● **Exercise instructions**
Please repeat exactly the lines below from the one containing "Box each distant" down to the one containing "Box each light", both included, and nothing else.

Text-to-region grounding data:
* * *

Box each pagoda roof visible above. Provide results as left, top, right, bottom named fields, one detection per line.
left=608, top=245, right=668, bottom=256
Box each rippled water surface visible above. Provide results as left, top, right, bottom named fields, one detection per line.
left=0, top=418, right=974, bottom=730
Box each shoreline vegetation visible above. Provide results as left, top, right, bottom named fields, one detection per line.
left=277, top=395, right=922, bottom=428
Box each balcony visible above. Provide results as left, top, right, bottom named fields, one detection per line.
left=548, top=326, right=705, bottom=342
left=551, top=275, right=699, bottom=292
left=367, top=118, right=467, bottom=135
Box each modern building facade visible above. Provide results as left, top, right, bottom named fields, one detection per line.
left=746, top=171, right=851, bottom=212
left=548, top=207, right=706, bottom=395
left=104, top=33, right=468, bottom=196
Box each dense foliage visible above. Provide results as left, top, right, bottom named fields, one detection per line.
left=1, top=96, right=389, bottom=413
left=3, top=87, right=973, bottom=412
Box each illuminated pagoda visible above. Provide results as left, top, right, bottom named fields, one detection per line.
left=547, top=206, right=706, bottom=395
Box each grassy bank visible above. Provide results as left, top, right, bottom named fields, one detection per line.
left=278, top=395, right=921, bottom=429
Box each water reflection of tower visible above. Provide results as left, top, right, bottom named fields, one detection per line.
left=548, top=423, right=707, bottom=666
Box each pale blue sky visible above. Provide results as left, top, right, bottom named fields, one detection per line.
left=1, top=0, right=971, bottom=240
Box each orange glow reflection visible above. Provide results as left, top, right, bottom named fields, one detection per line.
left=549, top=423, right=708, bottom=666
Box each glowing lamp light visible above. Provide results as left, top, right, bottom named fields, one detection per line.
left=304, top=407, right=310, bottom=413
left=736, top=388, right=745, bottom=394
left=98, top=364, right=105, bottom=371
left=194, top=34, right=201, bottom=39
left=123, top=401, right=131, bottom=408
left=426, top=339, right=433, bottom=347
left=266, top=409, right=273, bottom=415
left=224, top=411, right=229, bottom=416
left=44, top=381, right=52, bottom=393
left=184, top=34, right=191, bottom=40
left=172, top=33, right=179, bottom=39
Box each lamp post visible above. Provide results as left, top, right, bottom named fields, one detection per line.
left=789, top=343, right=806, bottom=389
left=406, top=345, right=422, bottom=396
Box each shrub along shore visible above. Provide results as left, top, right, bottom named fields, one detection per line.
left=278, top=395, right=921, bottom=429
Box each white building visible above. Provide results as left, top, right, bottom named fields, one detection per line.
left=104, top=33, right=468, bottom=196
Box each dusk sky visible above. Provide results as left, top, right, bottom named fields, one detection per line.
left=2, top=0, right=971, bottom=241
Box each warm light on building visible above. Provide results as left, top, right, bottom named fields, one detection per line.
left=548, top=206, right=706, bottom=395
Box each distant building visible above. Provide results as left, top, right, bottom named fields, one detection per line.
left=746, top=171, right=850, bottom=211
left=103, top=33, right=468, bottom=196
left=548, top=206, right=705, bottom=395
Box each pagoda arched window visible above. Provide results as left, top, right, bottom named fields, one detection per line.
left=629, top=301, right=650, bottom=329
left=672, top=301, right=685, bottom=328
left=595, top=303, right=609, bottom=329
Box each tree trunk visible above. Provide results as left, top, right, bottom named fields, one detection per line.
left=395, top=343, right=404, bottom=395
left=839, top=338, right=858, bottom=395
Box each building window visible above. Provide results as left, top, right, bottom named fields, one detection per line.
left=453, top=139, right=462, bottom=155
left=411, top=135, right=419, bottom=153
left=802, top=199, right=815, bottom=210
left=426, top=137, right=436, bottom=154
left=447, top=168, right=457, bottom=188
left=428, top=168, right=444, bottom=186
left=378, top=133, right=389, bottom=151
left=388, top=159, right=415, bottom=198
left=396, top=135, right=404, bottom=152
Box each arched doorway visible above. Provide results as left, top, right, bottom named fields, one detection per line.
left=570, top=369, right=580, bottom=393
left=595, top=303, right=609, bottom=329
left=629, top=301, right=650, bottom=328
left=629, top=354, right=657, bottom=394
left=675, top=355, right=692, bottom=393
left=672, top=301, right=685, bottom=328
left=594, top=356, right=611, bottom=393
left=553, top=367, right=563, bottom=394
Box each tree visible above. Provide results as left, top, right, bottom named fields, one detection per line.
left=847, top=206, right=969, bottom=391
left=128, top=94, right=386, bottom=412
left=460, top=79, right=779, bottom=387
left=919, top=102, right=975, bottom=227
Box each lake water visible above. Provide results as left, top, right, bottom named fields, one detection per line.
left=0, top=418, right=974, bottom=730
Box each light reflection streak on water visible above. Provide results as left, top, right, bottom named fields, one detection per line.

* * *

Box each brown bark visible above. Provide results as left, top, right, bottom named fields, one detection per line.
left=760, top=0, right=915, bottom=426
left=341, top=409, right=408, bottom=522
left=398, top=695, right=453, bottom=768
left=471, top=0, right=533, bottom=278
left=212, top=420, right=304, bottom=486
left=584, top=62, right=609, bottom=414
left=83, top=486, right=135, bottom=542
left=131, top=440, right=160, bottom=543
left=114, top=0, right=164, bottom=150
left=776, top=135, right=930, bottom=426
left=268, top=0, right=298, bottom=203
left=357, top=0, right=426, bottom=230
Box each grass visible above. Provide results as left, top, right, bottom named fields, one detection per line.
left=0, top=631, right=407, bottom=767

* * *

● **Exercise answer**
Box each distant building visible above. Provide results as left, top, right, bottom named fields, one detection per line.
left=746, top=171, right=850, bottom=211
left=103, top=33, right=468, bottom=196
left=548, top=206, right=705, bottom=395
Box each pagoda arched window visible above. Provide results as left, top, right, bottom named fields, one detection per line.
left=629, top=301, right=650, bottom=329
left=672, top=301, right=685, bottom=328
left=595, top=303, right=609, bottom=329
Box each tree trunk visible above. Provide results as left, top, right, bottom named fields, one detection per line.
left=395, top=343, right=404, bottom=395
left=839, top=338, right=858, bottom=395
Box each building window visible above. Provide results as left, top, right, bottom named fields, one detection per line.
left=453, top=139, right=462, bottom=155
left=411, top=135, right=419, bottom=153
left=802, top=199, right=815, bottom=210
left=426, top=137, right=436, bottom=154
left=447, top=168, right=457, bottom=188
left=428, top=168, right=444, bottom=186
left=378, top=133, right=389, bottom=151
left=388, top=159, right=415, bottom=198
left=396, top=135, right=404, bottom=152
Box each arched doorway visible above. Provide results as left, top, right, bottom named fields, one detection per line.
left=570, top=369, right=580, bottom=393
left=595, top=303, right=609, bottom=329
left=629, top=301, right=650, bottom=328
left=629, top=354, right=657, bottom=394
left=675, top=355, right=692, bottom=393
left=672, top=301, right=685, bottom=328
left=594, top=356, right=611, bottom=393
left=553, top=367, right=563, bottom=394
Box each tree visible above. Provide results as left, top, right, bottom named fields, one detection per line.
left=847, top=206, right=969, bottom=391
left=128, top=94, right=386, bottom=412
left=460, top=79, right=779, bottom=387
left=919, top=102, right=975, bottom=227
Box each lake water visible above. Provide results as left, top, right, bottom named fields, one detection per line.
left=0, top=418, right=974, bottom=730
Box each light reflection streak on water visible above. Provide results as left, top, right, bottom named fields, one detection per line.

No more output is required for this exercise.